• Exercise description: Please repeat the entries exactly as they appear and omit any images.

═══ Exercise data ═══

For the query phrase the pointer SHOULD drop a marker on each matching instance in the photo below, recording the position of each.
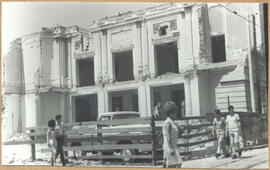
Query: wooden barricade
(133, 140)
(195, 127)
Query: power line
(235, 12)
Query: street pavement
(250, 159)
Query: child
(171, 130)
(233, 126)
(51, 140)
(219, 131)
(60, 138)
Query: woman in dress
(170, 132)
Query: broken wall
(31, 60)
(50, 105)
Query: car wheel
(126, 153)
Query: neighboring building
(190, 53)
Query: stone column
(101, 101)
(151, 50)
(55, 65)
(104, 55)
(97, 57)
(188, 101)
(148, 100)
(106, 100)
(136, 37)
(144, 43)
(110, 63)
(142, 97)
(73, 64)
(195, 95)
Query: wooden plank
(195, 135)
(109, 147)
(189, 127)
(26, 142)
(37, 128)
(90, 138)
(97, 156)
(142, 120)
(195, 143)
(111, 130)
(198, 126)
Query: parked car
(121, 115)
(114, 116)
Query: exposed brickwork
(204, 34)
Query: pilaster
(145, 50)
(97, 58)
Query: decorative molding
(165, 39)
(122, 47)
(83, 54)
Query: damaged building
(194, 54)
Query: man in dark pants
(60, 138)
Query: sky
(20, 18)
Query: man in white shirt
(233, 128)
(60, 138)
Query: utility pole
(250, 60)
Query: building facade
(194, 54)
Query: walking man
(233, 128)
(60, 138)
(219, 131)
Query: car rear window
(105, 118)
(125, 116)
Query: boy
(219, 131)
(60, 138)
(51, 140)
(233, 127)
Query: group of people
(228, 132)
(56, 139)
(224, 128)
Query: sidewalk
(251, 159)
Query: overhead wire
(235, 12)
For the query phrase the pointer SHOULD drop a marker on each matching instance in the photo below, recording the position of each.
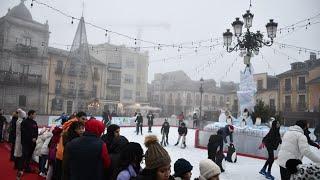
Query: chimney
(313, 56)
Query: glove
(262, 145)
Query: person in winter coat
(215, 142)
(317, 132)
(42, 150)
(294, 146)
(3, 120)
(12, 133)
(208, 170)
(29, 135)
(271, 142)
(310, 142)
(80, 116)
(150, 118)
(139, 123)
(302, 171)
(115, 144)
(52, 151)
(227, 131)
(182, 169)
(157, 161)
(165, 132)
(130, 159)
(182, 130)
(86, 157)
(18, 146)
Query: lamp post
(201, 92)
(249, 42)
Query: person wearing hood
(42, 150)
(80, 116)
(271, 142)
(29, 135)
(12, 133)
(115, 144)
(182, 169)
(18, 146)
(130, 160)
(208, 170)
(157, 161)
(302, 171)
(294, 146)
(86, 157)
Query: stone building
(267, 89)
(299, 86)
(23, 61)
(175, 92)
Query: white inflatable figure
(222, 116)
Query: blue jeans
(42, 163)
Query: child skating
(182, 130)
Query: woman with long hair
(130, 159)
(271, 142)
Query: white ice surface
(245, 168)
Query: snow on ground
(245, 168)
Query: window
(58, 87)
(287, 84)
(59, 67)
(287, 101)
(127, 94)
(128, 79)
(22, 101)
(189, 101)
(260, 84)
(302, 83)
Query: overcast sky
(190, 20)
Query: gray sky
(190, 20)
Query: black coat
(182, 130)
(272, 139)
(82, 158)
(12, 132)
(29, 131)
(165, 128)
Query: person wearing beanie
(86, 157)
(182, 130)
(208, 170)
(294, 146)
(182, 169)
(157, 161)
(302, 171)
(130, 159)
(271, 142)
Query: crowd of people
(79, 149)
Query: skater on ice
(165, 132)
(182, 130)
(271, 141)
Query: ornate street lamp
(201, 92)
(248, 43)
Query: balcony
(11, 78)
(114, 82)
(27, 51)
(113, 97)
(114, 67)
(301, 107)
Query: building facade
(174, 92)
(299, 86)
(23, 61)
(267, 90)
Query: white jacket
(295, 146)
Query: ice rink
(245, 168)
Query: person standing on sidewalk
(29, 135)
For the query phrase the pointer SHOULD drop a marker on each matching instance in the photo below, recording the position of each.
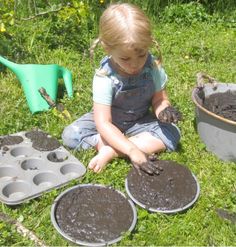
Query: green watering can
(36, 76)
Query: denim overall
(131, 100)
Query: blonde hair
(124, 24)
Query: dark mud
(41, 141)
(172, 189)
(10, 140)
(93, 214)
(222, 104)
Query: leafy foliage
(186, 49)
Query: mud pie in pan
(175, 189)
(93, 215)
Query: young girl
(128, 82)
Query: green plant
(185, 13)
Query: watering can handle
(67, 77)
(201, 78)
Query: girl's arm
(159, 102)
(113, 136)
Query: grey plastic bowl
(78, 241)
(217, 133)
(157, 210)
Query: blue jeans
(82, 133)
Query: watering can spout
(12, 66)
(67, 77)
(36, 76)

═══

• Response to the task:
For the query phrase the pointer SHOULD drop a marker on each matching instance in the photo below, recording the position of each.
Query: wooden barricade
(133, 140)
(195, 127)
Query: power line
(235, 12)
Query: street pavement
(250, 159)
Query: child
(171, 130)
(233, 126)
(51, 140)
(219, 131)
(60, 138)
Query: woman in dress
(170, 132)
Query: broken wall
(31, 60)
(50, 105)
Query: car wheel
(126, 153)
Query: neighboring building
(190, 53)
Query: stone column
(101, 101)
(151, 50)
(55, 65)
(104, 55)
(97, 57)
(188, 101)
(148, 100)
(106, 100)
(136, 37)
(144, 43)
(110, 63)
(142, 97)
(73, 64)
(195, 95)
Query: wooden plank
(195, 135)
(109, 147)
(189, 127)
(26, 142)
(37, 128)
(90, 138)
(97, 156)
(142, 120)
(195, 143)
(111, 130)
(198, 126)
Query: parked car
(121, 115)
(114, 116)
Query: exposed brickwork
(204, 34)
Query: pilaster
(145, 50)
(97, 58)
Query: decorative molding
(165, 39)
(122, 47)
(83, 54)
Query: damaged building
(194, 54)
Query: man in dark pants
(60, 138)
Query: sky
(20, 18)
Query: man in white shirt
(233, 128)
(60, 138)
Query: utility pole
(250, 60)
Query: building facade
(194, 54)
Query: walking man
(233, 128)
(60, 138)
(219, 131)
Query: car rear window
(105, 118)
(125, 116)
Query: boy
(219, 131)
(60, 138)
(51, 140)
(233, 127)
Query: group of people
(228, 132)
(56, 139)
(224, 128)
Query: sidewalk
(251, 159)
Query: overhead wire
(235, 12)
For the query phrase the pointer SHOULD drop a marker on each matching instance in the photo below, recording the position of each.
Query: chimney
(313, 56)
Query: glove
(262, 145)
Query: person in winter coat
(215, 142)
(317, 132)
(42, 150)
(294, 146)
(3, 120)
(12, 133)
(208, 170)
(29, 135)
(271, 142)
(310, 142)
(80, 116)
(150, 118)
(139, 123)
(302, 171)
(115, 144)
(52, 151)
(227, 131)
(182, 169)
(157, 161)
(165, 132)
(130, 159)
(182, 130)
(86, 157)
(18, 146)
Query: lamp post
(201, 92)
(249, 42)
Query: person wearing hood
(42, 150)
(80, 116)
(271, 142)
(29, 135)
(12, 133)
(115, 144)
(182, 169)
(18, 146)
(130, 160)
(208, 170)
(157, 161)
(302, 171)
(294, 146)
(86, 157)
Query: stone building
(267, 89)
(299, 86)
(23, 61)
(175, 92)
Query: white inflatable figure
(222, 116)
Query: blue jeans
(42, 163)
Query: child skating
(182, 130)
Query: woman with long hair
(130, 159)
(271, 142)
Query: white ice surface
(245, 168)
Query: snow on ground
(245, 168)
Query: window
(58, 87)
(287, 84)
(59, 67)
(287, 101)
(127, 94)
(128, 79)
(22, 101)
(189, 101)
(260, 84)
(302, 83)
Query: overcast sky
(190, 20)
Query: gray sky
(190, 20)
Query: black coat
(182, 130)
(272, 139)
(82, 158)
(12, 132)
(29, 131)
(165, 128)
Query: person wearing beanie
(86, 157)
(182, 130)
(208, 170)
(294, 146)
(182, 169)
(157, 161)
(302, 171)
(130, 159)
(271, 142)
Query: crowd of people
(79, 149)
Query: skater on ice
(165, 132)
(182, 130)
(271, 141)
Query: ornate street lamp
(201, 92)
(248, 43)
Query: balcony
(11, 78)
(114, 82)
(27, 51)
(113, 97)
(114, 67)
(301, 107)
Query: building facade
(174, 92)
(299, 86)
(23, 61)
(267, 90)
Query: white jacket
(295, 146)
Query: ice rink
(245, 168)
Query: person standing on sidewalk
(29, 135)
For the query phrase the pointer SHOULD drop a marker on each matching instance in the photo below, recording the position of each.
Query: green watering can
(36, 76)
Query: denim overall
(131, 100)
Query: blonde hair
(124, 24)
Query: dark mud
(41, 141)
(172, 189)
(10, 140)
(93, 214)
(222, 104)
Query: leafy foliage
(186, 49)
Query: mud pie in pan
(175, 189)
(93, 215)
Query: young girl
(128, 82)
Query: green plant
(185, 13)
Query: watering can handle
(67, 77)
(201, 78)
Query: girl's arm
(159, 102)
(113, 136)
Query: grey plastic bowl
(78, 241)
(217, 133)
(157, 210)
Query: blue jeans
(82, 133)
Query: watering can spout
(12, 66)
(67, 77)
(36, 76)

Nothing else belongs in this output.